** start of EXTRACT **

AI and the List of Dirty, Naughty … and Otherwise Bad Words

Comedian George Carlin had a list of Seven Words You Can’t Say on TV. Parts of the internet have a list of 402 banned words, plus one emoji, ?.

Slack uses the open source List of Dirty, Naughty, Obscene, and Otherwise Bad Words, found on GitHub, to help groom its search suggestions. Open source mapping project OpenStreetMap uses it to sanitize map edits. Google artificial intelligence researchers recently removed web pages containing any of the words from a dataset used to train a powerful new system for making sense of language.

LDNOOBW, as intimates know it, has been a low profile utility for years, but recently became more prominent. Blocklists try to bridge the gulf between the mechanical logic of software and the organic contradictions of human behavior and language. But such lists are inevitably imperfect and can spawn unintended consequences. Some AI researchers have criticized Google’s use of LDNOOBW as narrowing what its software knows about humanity. Another, similar, open source list of “bad” words caused chat software Rocket.Chat to censor attendees of an event called Queer in AI from using the word queer.

The initial List of Dirty, Naughty, Obscene, and Otherwise Bad Words was drawn up in 2012, by employees of stock photo site Shutterstock. Dan McCormick, who led the company’s engineering team, wanted a roll of the obscene or objectionable as a safety feature for the autocomplete feature of the site’s search box. He was happy for users to type whatever they wanted, but didn’t want the site to actively suggest terms people might be surprised to see pop up in an open office. “If someone types in B, you don’t want the first word that comes up to be boobs,” says McCormick, who left Shutterstock in 2015.

** end of EXTRACT **
** start of MATERIAL SUPPLIED **

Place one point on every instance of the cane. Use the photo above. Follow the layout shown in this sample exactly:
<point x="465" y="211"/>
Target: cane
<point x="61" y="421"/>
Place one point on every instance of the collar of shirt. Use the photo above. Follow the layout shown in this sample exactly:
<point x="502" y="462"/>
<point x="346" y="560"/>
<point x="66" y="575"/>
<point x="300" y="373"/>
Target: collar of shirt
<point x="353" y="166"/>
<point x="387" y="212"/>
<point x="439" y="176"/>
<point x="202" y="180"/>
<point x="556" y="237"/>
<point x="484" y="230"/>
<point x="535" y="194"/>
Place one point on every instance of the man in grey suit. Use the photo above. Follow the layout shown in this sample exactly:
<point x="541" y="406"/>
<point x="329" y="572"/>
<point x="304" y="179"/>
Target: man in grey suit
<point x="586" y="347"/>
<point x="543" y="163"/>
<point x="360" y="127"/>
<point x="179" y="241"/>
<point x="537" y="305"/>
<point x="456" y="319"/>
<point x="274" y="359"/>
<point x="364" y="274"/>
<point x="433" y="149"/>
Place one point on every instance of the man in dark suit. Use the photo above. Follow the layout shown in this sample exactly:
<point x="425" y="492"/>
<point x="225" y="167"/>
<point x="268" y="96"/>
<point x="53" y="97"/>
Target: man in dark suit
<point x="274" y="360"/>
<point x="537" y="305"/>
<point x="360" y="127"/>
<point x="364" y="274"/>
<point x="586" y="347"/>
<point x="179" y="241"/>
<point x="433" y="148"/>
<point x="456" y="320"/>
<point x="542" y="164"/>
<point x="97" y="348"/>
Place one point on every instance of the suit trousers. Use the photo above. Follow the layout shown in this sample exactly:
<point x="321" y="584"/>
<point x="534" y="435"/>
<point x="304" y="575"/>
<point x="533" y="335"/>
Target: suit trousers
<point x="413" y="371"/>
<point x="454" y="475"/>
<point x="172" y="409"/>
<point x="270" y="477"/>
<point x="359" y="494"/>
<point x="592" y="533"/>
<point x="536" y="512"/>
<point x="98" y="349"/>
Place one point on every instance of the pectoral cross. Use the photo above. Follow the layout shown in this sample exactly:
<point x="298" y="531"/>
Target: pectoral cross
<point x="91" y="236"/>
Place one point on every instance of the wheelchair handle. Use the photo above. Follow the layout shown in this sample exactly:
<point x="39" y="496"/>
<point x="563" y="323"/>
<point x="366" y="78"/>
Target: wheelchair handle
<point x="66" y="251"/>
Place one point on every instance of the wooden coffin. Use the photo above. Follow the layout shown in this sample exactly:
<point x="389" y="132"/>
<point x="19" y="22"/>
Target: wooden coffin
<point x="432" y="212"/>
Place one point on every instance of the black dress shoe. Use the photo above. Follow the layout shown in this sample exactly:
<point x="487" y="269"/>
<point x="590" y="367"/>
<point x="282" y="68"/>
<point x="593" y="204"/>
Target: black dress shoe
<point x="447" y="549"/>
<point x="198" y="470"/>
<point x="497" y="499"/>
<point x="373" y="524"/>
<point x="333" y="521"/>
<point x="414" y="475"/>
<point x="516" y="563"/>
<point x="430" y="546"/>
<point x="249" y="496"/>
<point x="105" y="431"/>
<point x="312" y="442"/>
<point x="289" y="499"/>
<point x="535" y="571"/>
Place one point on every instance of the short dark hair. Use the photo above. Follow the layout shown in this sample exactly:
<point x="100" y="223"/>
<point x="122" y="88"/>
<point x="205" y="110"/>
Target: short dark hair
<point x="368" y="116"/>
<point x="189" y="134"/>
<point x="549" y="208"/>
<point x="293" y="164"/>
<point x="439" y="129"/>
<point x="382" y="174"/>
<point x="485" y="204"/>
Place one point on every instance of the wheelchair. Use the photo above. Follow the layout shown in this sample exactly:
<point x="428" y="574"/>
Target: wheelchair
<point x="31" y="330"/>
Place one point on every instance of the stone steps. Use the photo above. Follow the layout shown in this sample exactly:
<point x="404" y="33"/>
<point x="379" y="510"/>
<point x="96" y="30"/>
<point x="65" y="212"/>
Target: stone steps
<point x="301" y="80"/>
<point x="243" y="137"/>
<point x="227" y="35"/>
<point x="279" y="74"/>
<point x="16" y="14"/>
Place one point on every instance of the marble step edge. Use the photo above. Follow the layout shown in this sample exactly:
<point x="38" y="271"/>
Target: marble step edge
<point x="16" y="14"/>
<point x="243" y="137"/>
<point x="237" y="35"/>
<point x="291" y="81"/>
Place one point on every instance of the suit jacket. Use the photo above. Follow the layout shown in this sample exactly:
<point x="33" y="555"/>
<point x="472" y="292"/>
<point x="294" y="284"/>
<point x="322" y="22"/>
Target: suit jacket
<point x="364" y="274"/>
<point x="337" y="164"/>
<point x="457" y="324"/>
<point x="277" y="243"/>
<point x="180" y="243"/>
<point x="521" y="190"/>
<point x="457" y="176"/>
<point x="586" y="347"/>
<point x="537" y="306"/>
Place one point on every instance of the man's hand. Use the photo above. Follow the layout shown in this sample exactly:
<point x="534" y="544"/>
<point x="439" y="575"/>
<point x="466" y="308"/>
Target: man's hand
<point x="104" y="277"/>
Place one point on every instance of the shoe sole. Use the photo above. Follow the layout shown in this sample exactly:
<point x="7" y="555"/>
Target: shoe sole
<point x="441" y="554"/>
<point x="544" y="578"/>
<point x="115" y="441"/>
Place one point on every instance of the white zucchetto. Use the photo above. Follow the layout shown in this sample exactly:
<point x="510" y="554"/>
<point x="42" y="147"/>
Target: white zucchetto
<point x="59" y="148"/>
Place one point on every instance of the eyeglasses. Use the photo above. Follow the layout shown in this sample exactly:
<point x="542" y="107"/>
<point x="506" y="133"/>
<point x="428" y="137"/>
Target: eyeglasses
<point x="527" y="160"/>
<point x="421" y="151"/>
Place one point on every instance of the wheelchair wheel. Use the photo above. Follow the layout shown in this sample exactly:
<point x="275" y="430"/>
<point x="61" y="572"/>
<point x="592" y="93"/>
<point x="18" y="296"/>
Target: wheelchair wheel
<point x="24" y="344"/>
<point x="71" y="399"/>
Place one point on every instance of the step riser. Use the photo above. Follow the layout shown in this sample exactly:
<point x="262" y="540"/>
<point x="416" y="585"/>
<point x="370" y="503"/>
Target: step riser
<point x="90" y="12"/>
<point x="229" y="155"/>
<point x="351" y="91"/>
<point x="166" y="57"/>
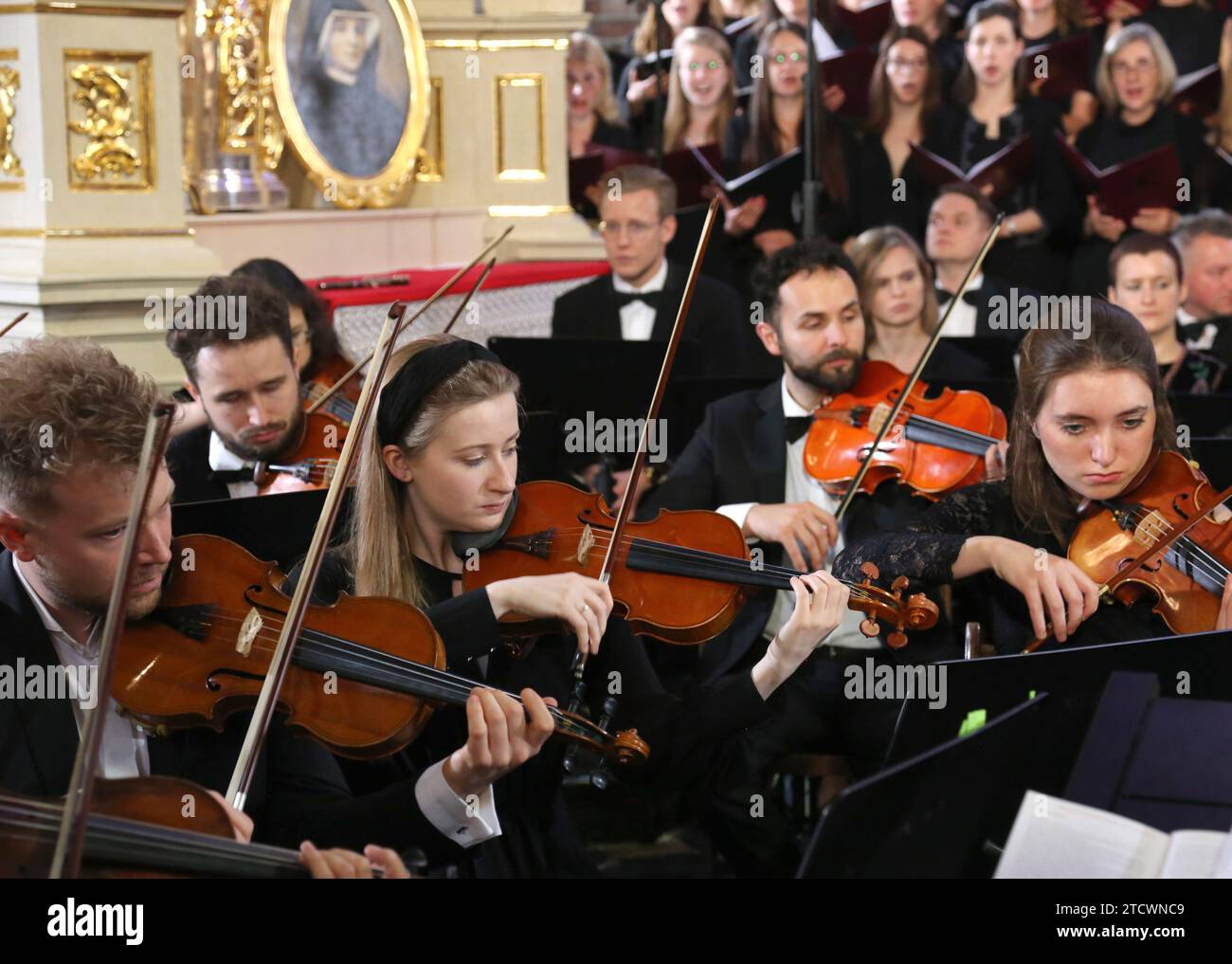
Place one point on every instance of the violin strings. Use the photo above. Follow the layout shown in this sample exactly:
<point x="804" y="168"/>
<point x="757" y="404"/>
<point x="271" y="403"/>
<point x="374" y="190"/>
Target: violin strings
<point x="393" y="667"/>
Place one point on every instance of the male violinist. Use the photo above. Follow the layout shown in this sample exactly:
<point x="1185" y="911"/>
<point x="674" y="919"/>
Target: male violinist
<point x="747" y="462"/>
<point x="72" y="423"/>
<point x="238" y="357"/>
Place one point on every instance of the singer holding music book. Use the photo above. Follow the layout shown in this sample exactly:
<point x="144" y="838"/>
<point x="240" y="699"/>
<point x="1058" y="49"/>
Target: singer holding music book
<point x="1133" y="79"/>
<point x="990" y="111"/>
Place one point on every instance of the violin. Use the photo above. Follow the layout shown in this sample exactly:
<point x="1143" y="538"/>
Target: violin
<point x="138" y="828"/>
<point x="311" y="464"/>
<point x="1186" y="578"/>
<point x="365" y="673"/>
<point x="936" y="446"/>
<point x="680" y="577"/>
<point x="341" y="403"/>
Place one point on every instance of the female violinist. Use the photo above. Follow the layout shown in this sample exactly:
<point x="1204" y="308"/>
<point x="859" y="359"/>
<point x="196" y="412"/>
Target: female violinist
<point x="435" y="479"/>
<point x="1088" y="417"/>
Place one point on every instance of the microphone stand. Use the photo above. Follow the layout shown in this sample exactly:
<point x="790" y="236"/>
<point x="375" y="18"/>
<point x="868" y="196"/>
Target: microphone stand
<point x="811" y="187"/>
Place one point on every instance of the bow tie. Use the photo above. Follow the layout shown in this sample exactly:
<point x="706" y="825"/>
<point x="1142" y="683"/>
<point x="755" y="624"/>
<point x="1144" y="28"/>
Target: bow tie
<point x="796" y="427"/>
<point x="648" y="298"/>
<point x="971" y="298"/>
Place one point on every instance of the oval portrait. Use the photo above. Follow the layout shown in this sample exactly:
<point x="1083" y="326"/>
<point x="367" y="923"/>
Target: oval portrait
<point x="350" y="78"/>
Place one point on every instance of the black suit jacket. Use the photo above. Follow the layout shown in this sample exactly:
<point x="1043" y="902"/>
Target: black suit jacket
<point x="717" y="317"/>
<point x="737" y="456"/>
<point x="299" y="791"/>
<point x="188" y="459"/>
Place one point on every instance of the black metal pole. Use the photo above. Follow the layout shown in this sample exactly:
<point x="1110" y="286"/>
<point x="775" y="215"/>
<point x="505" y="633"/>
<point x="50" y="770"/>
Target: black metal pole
<point x="811" y="185"/>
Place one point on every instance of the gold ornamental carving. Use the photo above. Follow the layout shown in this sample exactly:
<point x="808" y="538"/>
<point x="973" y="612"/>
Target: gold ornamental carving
<point x="10" y="82"/>
<point x="109" y="106"/>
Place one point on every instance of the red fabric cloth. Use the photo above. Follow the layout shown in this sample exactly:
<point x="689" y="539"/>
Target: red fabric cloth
<point x="426" y="282"/>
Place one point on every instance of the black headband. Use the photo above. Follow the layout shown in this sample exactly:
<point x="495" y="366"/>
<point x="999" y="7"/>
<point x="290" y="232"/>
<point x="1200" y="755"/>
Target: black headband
<point x="406" y="392"/>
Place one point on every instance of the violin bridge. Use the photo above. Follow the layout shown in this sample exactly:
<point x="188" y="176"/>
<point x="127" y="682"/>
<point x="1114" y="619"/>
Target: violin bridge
<point x="586" y="544"/>
<point x="251" y="626"/>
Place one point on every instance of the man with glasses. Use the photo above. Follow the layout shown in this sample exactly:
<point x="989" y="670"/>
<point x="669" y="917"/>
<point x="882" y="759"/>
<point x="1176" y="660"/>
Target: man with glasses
<point x="640" y="299"/>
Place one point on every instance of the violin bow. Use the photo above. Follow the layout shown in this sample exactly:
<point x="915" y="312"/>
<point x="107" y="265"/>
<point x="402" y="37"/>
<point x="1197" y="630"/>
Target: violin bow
<point x="471" y="294"/>
<point x="1159" y="546"/>
<point x="294" y="620"/>
<point x="70" y="841"/>
<point x="626" y="505"/>
<point x="892" y="418"/>
<point x="12" y="324"/>
<point x="440" y="292"/>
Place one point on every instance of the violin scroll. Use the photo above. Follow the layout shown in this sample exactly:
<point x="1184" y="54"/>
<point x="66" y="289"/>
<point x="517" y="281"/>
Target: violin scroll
<point x="915" y="613"/>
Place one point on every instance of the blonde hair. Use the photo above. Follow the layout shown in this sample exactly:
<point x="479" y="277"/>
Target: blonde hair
<point x="378" y="541"/>
<point x="587" y="49"/>
<point x="1117" y="42"/>
<point x="869" y="250"/>
<point x="711" y="15"/>
<point x="65" y="403"/>
<point x="676" y="121"/>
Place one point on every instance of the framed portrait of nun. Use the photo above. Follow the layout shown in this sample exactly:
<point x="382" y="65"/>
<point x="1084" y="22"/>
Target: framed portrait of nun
<point x="350" y="79"/>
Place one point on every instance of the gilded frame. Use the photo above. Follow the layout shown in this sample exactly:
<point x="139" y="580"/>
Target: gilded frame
<point x="389" y="185"/>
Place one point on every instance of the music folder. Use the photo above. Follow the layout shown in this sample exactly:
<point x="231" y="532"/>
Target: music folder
<point x="681" y="167"/>
<point x="1064" y="65"/>
<point x="1002" y="171"/>
<point x="853" y="72"/>
<point x="777" y="181"/>
<point x="1198" y="93"/>
<point x="867" y="24"/>
<point x="1149" y="180"/>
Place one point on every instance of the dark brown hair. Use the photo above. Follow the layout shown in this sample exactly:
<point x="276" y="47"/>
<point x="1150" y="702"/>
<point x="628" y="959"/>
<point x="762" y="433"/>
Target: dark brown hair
<point x="263" y="311"/>
<point x="762" y="148"/>
<point x="1115" y="341"/>
<point x="879" y="86"/>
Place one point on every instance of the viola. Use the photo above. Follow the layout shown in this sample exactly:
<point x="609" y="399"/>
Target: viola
<point x="936" y="446"/>
<point x="138" y="828"/>
<point x="365" y="673"/>
<point x="1186" y="578"/>
<point x="311" y="464"/>
<point x="680" y="577"/>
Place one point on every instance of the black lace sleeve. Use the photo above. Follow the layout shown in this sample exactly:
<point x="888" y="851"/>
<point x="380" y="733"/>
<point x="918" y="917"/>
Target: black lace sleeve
<point x="927" y="549"/>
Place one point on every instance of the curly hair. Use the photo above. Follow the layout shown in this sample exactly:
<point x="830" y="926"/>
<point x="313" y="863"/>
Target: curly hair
<point x="65" y="403"/>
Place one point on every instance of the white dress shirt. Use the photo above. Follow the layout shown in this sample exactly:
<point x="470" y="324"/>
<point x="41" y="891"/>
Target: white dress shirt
<point x="961" y="322"/>
<point x="225" y="460"/>
<point x="126" y="754"/>
<point x="801" y="488"/>
<point x="637" y="318"/>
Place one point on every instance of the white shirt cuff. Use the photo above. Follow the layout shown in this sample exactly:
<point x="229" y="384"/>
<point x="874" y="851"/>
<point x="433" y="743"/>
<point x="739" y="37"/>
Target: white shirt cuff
<point x="463" y="823"/>
<point x="737" y="512"/>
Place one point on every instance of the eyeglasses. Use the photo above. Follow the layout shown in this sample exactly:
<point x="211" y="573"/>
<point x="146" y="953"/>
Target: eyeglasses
<point x="636" y="229"/>
<point x="1138" y="66"/>
<point x="904" y="65"/>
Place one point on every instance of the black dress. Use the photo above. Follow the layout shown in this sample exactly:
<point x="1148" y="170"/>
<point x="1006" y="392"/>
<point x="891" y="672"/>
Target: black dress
<point x="927" y="549"/>
<point x="1033" y="261"/>
<point x="1110" y="140"/>
<point x="537" y="835"/>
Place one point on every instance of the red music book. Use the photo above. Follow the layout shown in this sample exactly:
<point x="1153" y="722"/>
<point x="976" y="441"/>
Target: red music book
<point x="680" y="165"/>
<point x="853" y="72"/>
<point x="867" y="24"/>
<point x="1003" y="171"/>
<point x="1196" y="94"/>
<point x="1149" y="180"/>
<point x="1063" y="68"/>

** end of MATERIAL SUPPLIED **

OBJECTIVES
1 - Reproduce the article on the bad-words list word for word, from "The initial List" up to and including "Shutterstock in 2015.".
2 - Carry on writing the article about the List of Dirty, Naughty, Obscene, and Otherwise Bad Words, starting right after its last sentence.

FINAL ANSWERS
1 -
The initial List of Dirty, Naughty, Obscene, and Otherwise Bad Words was drawn up in 2012, by employees of stock photo site Shutterstock. Dan McCormick, who led the company’s engineering team, wanted a roll of the obscene or objectionable as a safety feature for the autocomplete feature of the site’s search box. He was happy for users to type whatever they wanted, but didn’t want the site to actively suggest terms people might be surprised to see pop up in an open office. “If someone types in B, you don’t want the first word that comes up to be boobs,” says McCormick, who left Shutterstock in 2015.

2 -
He and some coworkers took Carlin’s Seven Words, tapped the darkest corners of their brains, and used Google to learn sometimes bewildering slang for sexual acts. They posted their initial 342 entries to GitHub with a note inviting contributions and the suggestion that it could “spice up your next game of Scrabble :)”

Almost nine years later, LDNOOBW, as aficionados know it, is longer and more influential than ever. Shutterstock employees continued curating their list of crudities after McCormick’s departure, with help from outside suggestions, eventually reaching 403 entries for English. The list won users outside the company, including at OpenStreetMap and Slack. There are versions of the list in more than two dozen other languages, including three entries for Klingon—QI’yaH!—and 37 for Esperanto. Shutterstock declined to comment on the list and claimed it is no longer a company project, although it still bears the company’s name and copyright assertion on GitHub.

Artificial intelligence researchers at Google recently won LDNOOBW new fame—and infamy. In 2019, company researchers reported using the list to filter the web pages included in a collection of billions of words scraped from the web called the Colossal Clean Crawled Corpus. The censored collection powered a recent Google project that created the largest language AI system the company has revealed, showing strong results on tasks such as reading comprehension questions or tagging sentences from movie reviews as positive or negative.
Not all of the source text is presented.